(Exercise passage)
Big brains, however, are not enough. What really matters is what you do with them. And what we managed to do was to play off one brain against another, so that over the millennia they got better and better at competing and communicating.

Ape brains competing with lion brains leads to an arms race that improves both, but the arms race is fairly slow, because both brains are being used for very limited purposes as far as the competition goes. Ape brains competing with other ape brains gives the whole brain a workout, all the time, so the rate of evolution is likely to be much higher.

For every species, the main competition comes from other creatures of the same species. This is reasonable; they're the ones that want exactly the same resources that you do. This opens the door to elvish interference, in our Discworld metaphor. The nasty side of human nature, which in extremes leads to evil, is inescapably bound up with the nice side. One very direct way to compete with your neighbour is to bash him on the head, hard.

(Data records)
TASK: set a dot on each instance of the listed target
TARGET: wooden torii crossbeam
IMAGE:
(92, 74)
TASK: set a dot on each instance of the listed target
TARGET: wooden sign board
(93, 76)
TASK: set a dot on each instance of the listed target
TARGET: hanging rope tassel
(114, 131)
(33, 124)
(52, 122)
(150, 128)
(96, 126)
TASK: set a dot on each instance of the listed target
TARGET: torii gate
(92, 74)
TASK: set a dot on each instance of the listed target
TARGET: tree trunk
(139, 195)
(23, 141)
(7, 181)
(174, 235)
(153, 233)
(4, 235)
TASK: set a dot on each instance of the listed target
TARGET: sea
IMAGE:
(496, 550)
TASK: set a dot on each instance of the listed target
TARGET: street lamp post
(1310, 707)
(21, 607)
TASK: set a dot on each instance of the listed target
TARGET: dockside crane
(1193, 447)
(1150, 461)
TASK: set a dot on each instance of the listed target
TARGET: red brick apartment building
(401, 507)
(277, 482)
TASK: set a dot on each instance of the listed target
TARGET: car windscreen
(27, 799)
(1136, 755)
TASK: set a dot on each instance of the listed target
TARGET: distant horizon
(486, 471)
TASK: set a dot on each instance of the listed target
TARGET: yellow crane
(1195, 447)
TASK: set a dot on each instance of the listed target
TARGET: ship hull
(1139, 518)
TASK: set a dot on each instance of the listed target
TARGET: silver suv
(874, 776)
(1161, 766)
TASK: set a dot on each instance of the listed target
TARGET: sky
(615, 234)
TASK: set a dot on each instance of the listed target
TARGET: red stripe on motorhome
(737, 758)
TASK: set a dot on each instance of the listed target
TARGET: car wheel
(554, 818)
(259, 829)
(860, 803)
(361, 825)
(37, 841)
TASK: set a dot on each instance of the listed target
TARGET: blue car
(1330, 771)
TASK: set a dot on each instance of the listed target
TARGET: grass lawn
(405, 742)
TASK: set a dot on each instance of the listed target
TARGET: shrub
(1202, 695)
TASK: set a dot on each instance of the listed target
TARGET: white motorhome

(Exercise aim)
Quote the passage on brain evolution word for word, starting at "Big brains, however, are" and ending at "competing and communicating.".

(Result of the task)
Big brains, however, are not enough. What really matters is what you do with them. And what we managed to do was to play off one brain against another, so that over the millennia they got better and better at competing and communicating.